----- EXCERPT PROVIDED -----

Phenol Accumulation Related to Resistance in Tomato to Infection by Root-Knot and Lesion Nematodes.


  • C. Hung
  • R. A. Rohde


Host-parasite relationships of Meloidogyne incognita acrita and Pratylenchus penetrans were compared on three closely related cultivars of tomato: "Nemared', resistant to root-knot nematodes; 'Hawaii 7153', moderately resistant; and 'B-5', susceptible. Root-knot nematode larvae induced typical galls on the roots of B-5; larvae that entered Nemared were walled-off by necrotic cells; both reactions occurred in Hawaii 7153. Lesion nematodes caused surface lesions which were initially similar on all cultivars. Five weeks after infection, they penetrated into the stele of the B-5 roots, whereas in Nemared and Hawaii 7153, injury was confined to the cortex. Chlorogenic acid was identified as the major phenofic compound in healthy tomato roots. Nemared contained the highest concentration of the acid and B-5 the lowest. Histochemical tests showed that chlorogenic acid was concentrated in the endodermis. The localized accumulation of chlorogenic acid and its oxidized products in host root cells infected by nematodes was concluded to be an important mechanism of resistance. Key Words: Lycopersicon esculentum, histochemistry, polyphenol oxidase.

----- DATA FOR ANALYSIS -----

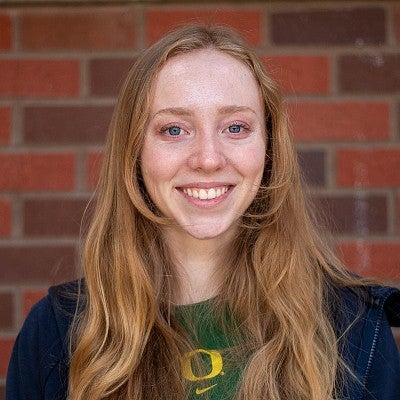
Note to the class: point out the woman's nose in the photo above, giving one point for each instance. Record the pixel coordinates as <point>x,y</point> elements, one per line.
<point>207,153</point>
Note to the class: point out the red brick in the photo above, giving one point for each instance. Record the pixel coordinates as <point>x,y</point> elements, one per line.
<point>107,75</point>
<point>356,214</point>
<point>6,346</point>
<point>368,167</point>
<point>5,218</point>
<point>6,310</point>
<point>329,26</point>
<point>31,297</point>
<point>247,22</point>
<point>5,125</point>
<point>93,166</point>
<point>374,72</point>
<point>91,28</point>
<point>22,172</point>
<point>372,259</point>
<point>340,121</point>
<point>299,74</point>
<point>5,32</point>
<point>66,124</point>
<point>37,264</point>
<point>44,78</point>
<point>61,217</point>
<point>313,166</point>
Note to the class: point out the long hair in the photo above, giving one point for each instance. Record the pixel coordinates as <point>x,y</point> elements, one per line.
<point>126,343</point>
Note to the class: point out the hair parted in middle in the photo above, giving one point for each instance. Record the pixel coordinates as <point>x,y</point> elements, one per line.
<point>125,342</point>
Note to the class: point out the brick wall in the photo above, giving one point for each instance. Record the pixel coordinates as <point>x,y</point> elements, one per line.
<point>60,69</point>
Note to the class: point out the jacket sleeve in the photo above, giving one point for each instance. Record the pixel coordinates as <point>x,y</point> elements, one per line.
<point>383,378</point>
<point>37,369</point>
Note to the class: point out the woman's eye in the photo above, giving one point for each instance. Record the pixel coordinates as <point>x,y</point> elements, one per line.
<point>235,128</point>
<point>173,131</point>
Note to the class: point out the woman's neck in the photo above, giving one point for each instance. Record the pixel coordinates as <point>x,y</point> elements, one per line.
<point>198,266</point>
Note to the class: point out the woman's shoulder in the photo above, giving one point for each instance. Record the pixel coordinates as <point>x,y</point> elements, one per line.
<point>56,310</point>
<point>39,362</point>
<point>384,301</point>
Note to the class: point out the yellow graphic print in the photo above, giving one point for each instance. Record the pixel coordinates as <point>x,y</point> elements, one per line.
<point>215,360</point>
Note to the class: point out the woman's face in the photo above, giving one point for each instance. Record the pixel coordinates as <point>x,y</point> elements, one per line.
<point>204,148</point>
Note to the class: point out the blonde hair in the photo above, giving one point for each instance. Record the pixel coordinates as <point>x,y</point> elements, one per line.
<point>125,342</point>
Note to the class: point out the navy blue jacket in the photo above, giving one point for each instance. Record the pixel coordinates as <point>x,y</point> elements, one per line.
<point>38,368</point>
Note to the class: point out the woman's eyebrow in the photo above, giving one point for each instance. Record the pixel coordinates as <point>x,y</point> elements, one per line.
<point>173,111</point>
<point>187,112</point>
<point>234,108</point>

-----
----- DATA FOR ANALYSIS -----

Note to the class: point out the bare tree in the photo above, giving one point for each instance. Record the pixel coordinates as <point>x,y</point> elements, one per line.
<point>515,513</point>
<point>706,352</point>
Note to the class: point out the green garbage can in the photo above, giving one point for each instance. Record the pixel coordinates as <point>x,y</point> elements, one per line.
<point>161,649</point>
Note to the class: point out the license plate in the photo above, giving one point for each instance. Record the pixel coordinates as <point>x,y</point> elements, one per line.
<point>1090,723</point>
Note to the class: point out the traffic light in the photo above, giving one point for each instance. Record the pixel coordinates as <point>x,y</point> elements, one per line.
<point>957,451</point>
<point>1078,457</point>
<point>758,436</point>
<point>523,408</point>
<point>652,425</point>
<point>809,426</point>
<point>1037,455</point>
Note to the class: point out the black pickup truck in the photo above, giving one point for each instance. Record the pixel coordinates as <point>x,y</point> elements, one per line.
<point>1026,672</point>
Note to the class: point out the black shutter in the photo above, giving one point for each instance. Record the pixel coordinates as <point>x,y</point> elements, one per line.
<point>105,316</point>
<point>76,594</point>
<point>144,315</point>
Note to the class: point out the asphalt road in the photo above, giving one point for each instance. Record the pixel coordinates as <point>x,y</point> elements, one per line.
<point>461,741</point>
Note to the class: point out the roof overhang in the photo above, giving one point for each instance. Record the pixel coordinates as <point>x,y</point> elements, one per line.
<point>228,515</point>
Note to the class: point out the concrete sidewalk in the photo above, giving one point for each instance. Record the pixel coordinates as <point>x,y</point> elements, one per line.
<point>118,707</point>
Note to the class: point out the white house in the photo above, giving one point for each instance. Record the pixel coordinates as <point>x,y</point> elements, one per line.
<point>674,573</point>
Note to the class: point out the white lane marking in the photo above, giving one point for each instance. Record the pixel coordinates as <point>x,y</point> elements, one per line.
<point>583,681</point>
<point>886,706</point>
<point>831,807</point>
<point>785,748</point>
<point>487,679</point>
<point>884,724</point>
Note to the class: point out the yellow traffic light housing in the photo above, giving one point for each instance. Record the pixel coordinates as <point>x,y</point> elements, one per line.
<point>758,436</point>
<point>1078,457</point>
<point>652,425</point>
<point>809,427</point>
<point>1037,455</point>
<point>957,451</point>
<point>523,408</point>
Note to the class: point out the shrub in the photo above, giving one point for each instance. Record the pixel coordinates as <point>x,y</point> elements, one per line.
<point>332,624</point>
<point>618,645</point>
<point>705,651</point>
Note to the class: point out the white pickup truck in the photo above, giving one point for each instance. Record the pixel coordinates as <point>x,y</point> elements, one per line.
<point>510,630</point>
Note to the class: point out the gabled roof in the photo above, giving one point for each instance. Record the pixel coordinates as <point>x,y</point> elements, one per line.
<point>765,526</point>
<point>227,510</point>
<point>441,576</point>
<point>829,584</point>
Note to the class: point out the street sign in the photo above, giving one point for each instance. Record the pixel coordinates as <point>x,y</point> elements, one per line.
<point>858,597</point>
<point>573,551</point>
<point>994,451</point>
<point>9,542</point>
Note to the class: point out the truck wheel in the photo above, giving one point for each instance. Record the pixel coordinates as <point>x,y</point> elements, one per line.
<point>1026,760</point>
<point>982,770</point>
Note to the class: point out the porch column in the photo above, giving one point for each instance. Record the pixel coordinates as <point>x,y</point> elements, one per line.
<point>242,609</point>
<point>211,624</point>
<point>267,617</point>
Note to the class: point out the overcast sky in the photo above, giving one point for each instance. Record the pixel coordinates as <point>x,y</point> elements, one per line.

-----
----- DATA FOR ANALYSIS -----

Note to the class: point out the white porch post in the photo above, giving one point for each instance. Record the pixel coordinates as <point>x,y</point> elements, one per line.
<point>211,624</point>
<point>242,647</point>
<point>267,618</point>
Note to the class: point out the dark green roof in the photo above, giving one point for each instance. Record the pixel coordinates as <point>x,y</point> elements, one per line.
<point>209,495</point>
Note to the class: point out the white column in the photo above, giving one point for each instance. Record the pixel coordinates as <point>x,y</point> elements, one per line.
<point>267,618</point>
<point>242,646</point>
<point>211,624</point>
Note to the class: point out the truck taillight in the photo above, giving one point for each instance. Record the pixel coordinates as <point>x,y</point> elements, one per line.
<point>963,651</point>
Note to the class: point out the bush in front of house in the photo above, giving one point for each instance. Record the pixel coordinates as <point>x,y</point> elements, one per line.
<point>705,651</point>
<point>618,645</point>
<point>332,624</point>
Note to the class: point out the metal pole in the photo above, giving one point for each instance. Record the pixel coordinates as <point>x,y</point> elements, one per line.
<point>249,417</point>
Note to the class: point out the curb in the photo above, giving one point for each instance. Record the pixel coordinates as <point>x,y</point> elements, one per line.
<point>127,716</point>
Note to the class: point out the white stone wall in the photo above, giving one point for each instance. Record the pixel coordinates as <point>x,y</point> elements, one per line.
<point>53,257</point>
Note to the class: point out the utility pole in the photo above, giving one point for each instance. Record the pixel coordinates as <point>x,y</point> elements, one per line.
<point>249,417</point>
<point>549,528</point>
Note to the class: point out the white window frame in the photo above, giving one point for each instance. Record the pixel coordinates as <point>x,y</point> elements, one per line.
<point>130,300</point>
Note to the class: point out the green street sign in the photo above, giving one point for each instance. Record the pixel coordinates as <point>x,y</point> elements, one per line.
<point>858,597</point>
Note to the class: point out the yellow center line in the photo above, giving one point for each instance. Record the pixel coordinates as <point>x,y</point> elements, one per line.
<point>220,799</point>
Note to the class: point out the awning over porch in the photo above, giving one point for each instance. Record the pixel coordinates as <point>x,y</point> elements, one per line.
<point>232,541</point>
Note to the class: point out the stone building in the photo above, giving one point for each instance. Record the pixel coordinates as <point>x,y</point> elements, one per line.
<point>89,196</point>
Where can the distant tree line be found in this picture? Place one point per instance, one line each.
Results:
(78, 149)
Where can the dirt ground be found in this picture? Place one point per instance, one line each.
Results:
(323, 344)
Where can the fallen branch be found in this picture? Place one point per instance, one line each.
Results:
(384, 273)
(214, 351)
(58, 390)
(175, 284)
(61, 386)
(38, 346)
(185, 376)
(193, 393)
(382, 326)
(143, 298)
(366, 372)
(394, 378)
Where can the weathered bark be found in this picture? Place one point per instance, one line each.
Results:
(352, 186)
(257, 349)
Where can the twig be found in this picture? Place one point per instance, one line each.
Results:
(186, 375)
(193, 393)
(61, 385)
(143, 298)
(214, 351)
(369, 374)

-----

REQUIRED TASKS
A – In the tomato nematode abstract, where in the root did histochemical tests show chlorogenic acid to be concentrated?
B – Translate this sentence from the tomato nematode abstract into Spanish: "Lesion nematodes caused surface lesions which were initially similar on all cultivars."

SOLUTIONS BY TASK
A – In the endodermis.

B – Los nematodos lesionadores causaron lesiones superficiales que al principio fueron similares en todos los cultivares.